(Entries for pointing and labeling)
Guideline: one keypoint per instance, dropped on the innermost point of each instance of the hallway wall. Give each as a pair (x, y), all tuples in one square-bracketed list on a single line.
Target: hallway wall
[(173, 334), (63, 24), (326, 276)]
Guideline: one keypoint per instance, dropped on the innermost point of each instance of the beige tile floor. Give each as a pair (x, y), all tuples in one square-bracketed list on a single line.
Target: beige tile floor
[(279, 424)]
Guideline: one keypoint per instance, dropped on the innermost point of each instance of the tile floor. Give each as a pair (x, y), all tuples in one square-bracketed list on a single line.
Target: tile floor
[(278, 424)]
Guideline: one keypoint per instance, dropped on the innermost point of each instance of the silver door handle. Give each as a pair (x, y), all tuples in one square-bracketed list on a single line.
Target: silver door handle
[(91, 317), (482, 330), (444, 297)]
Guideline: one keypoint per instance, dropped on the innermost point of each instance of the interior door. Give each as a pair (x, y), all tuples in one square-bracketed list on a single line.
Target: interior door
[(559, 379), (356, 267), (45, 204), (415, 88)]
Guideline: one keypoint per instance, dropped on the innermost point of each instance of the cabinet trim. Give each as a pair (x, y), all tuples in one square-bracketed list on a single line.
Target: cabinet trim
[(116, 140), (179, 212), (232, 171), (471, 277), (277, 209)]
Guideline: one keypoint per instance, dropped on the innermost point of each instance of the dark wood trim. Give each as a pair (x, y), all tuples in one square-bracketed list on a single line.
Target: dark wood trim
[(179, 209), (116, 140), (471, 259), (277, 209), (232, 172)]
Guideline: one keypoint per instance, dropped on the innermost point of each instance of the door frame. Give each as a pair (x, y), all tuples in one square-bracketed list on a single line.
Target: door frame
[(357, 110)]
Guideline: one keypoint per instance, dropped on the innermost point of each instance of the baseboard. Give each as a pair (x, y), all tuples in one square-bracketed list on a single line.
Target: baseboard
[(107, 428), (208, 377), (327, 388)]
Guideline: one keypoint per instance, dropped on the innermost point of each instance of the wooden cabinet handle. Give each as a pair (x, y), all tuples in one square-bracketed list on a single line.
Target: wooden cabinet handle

What to work on:
Copy out every item above, swapping "innermost point" for "central point" wherever it occurs and keeping all other text unchanged.

Task response:
Guideline: one keypoint per instance, dropped on the central point of each instance of the hallway wall. Give each as a pair (x, y), all tuples in one square-bracketed list on a single line.
Target: hallway wall
[(173, 334), (63, 24), (326, 276)]
Guideline: one keypoint per instance, dropped on the central point of each instance of the beige tile floor. Give each as a pair (x, y), all tuples in one square-bracketed list on a single line.
Target: beige tile floor
[(279, 424)]
Guideline: one keypoint per instance, dropped on the central point of each instance of the tile floor. Give each as a pair (x, y), all tuples in one square-bracketed list on a single line.
Target: tile floor
[(278, 424)]
Guideline: one keypoint per instance, dropped on the central point of each instance of the silver door handle. Give each as a pair (x, y), all tuples in one square-bracketed list on a single line.
Target: silver door handle
[(91, 317), (482, 330), (444, 297)]
Guideline: one keypoint per instance, dropped on the central point of each instance of the interior door. Give each as a pair (x, y), all tuples in one square-bracketed list on a single line.
Target: interior door
[(559, 379), (356, 267), (45, 204), (415, 88)]
Guideline: one keypoint per instance, dropped on the central point of each instance of the cabinet trim. Give each as a pair (x, y), all tuples in one square-bracketed list on a single line.
Target: cabinet trim
[(116, 140), (179, 212), (232, 171), (471, 277), (277, 209)]
Guideline: one keypoint per instance, dropped on the central point of each instance of the dark wood trim. Give each as a pair (x, y), all tuples in one square-bracketed list on a single line.
Target: dark wood trim
[(179, 209), (116, 140), (471, 259), (277, 209), (232, 172)]
Guideline: one keypoint per instance, dropped on the central point of each instance of the door frame. Give each as a pair (x, y), all tuples in one square-bracketed list on a single line.
Target: door frame
[(357, 110)]
Guideline: one keypoint per instance, dropped on the central point of each instance of the baseboard. Give each as a pair (x, y), all tuples in one square-bracketed list on a single line.
Target: baseboard
[(107, 428), (208, 377), (327, 388)]
Guideline: one keypoint per instance, dropped on the central point of each instance of the wooden cabinet handle. Give each as a pair (x, y), all tuples in one square-bracketed list on a single line.
Target: wooden cabinet handle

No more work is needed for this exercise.